(Exercise details)
Every line with the string "garnish" must be copied from the entries below.

(Dataset content)
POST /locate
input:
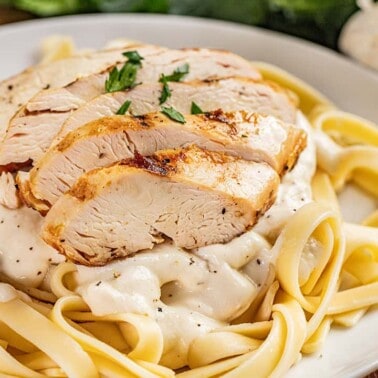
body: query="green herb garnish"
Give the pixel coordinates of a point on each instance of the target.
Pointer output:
(124, 107)
(119, 80)
(165, 93)
(195, 109)
(176, 76)
(173, 114)
(133, 57)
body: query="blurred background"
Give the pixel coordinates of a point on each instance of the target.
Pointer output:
(316, 20)
(347, 26)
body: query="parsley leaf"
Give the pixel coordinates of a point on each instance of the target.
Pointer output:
(173, 114)
(124, 107)
(133, 57)
(119, 80)
(177, 75)
(165, 94)
(195, 109)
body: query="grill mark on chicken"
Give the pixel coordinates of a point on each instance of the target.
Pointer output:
(207, 198)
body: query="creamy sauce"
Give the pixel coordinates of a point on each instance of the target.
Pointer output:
(188, 294)
(295, 188)
(24, 256)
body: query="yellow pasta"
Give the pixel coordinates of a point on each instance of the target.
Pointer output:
(294, 315)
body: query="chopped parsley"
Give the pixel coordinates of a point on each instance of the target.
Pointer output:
(195, 109)
(119, 80)
(173, 114)
(133, 57)
(177, 75)
(124, 107)
(165, 93)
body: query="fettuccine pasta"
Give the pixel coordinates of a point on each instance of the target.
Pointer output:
(293, 315)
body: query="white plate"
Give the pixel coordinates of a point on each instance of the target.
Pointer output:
(347, 353)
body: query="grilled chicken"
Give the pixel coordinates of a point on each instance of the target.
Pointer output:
(33, 128)
(191, 196)
(8, 192)
(229, 94)
(108, 140)
(19, 89)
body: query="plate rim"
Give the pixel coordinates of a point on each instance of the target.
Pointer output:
(141, 17)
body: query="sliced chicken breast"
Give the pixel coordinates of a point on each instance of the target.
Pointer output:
(19, 89)
(33, 128)
(228, 94)
(192, 196)
(108, 140)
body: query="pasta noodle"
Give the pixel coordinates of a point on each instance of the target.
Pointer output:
(294, 314)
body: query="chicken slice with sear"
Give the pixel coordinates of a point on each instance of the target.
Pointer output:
(191, 196)
(108, 140)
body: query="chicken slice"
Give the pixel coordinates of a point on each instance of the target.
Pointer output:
(107, 140)
(191, 196)
(17, 90)
(228, 94)
(32, 129)
(8, 191)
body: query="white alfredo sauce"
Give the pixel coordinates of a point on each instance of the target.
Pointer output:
(295, 188)
(24, 256)
(188, 294)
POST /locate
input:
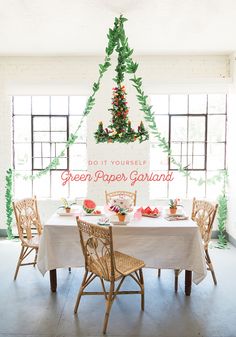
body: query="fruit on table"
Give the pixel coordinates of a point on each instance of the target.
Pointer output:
(89, 206)
(149, 211)
(97, 212)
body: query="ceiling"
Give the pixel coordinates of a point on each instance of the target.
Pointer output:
(79, 27)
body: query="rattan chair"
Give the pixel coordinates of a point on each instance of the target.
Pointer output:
(203, 213)
(27, 218)
(108, 265)
(131, 195)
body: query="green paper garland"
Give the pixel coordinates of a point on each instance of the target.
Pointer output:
(9, 209)
(125, 64)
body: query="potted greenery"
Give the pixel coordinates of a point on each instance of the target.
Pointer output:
(66, 205)
(173, 206)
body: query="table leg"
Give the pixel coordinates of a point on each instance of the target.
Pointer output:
(188, 282)
(53, 280)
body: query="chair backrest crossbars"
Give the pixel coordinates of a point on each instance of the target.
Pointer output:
(131, 195)
(203, 212)
(27, 217)
(97, 246)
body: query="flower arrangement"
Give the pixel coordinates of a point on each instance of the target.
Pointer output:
(66, 205)
(173, 203)
(120, 130)
(120, 212)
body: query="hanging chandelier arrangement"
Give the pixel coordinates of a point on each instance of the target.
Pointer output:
(120, 129)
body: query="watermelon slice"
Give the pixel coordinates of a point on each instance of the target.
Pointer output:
(155, 211)
(89, 206)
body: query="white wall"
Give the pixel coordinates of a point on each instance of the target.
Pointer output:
(75, 75)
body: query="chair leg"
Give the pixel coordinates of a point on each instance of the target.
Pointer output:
(108, 306)
(36, 256)
(142, 288)
(176, 279)
(80, 292)
(19, 262)
(210, 265)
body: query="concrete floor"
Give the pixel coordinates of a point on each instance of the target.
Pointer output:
(28, 308)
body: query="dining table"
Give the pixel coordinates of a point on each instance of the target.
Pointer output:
(160, 243)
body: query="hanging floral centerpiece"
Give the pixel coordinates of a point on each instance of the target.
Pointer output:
(120, 130)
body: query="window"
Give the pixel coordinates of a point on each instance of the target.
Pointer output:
(195, 127)
(41, 127)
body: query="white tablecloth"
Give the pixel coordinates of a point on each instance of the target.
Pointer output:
(160, 243)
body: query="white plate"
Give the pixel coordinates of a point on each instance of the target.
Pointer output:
(63, 213)
(91, 214)
(120, 223)
(103, 224)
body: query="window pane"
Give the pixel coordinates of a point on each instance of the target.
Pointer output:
(57, 189)
(178, 104)
(22, 188)
(215, 156)
(46, 149)
(196, 129)
(216, 104)
(78, 157)
(77, 104)
(181, 160)
(197, 162)
(177, 187)
(158, 189)
(46, 162)
(40, 105)
(194, 189)
(158, 158)
(179, 148)
(41, 136)
(23, 156)
(59, 148)
(178, 128)
(58, 123)
(22, 105)
(38, 164)
(197, 104)
(82, 133)
(78, 188)
(162, 126)
(22, 129)
(62, 164)
(216, 128)
(160, 104)
(41, 124)
(213, 190)
(59, 105)
(58, 136)
(41, 186)
(196, 148)
(37, 150)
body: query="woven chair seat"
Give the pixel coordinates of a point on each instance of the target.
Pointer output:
(33, 242)
(124, 265)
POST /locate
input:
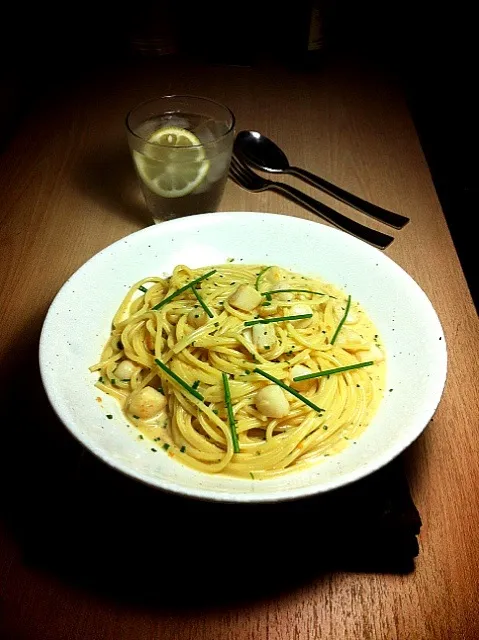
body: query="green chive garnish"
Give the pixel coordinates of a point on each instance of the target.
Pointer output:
(182, 290)
(317, 293)
(256, 285)
(229, 408)
(179, 380)
(202, 302)
(328, 372)
(249, 323)
(338, 328)
(289, 390)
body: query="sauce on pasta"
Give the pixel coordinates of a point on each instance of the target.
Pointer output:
(245, 370)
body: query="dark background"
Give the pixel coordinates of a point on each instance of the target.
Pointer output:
(430, 48)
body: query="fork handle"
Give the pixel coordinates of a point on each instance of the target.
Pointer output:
(376, 238)
(395, 220)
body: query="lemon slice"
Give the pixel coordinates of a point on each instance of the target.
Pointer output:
(176, 166)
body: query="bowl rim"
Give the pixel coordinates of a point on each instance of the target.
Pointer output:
(206, 494)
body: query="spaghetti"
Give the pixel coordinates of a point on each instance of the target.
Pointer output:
(245, 370)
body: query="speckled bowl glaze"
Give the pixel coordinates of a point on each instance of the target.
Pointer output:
(78, 322)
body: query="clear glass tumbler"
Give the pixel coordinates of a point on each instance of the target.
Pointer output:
(181, 148)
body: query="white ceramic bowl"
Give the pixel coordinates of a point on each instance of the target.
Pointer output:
(78, 321)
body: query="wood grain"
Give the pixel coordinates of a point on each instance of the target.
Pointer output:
(68, 190)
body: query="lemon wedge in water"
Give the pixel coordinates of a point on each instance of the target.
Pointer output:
(176, 162)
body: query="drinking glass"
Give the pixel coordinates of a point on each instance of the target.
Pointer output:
(181, 147)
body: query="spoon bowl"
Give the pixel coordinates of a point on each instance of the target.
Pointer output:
(255, 149)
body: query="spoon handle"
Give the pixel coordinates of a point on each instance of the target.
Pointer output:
(376, 238)
(395, 220)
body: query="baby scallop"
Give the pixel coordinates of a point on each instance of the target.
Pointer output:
(245, 298)
(148, 402)
(272, 402)
(300, 370)
(299, 310)
(374, 353)
(197, 318)
(264, 337)
(125, 370)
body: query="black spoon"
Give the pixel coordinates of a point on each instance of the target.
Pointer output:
(261, 152)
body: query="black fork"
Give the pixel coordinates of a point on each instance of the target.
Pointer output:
(248, 179)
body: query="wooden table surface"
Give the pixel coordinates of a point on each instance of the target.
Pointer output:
(68, 190)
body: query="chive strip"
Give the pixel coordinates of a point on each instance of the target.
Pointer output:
(179, 380)
(317, 293)
(338, 328)
(328, 372)
(256, 284)
(182, 290)
(202, 303)
(300, 316)
(289, 390)
(231, 418)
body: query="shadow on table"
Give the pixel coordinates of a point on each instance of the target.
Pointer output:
(97, 529)
(108, 177)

(Exercise solution)
body: query="green herb garnish"
body: query="green chive garnish"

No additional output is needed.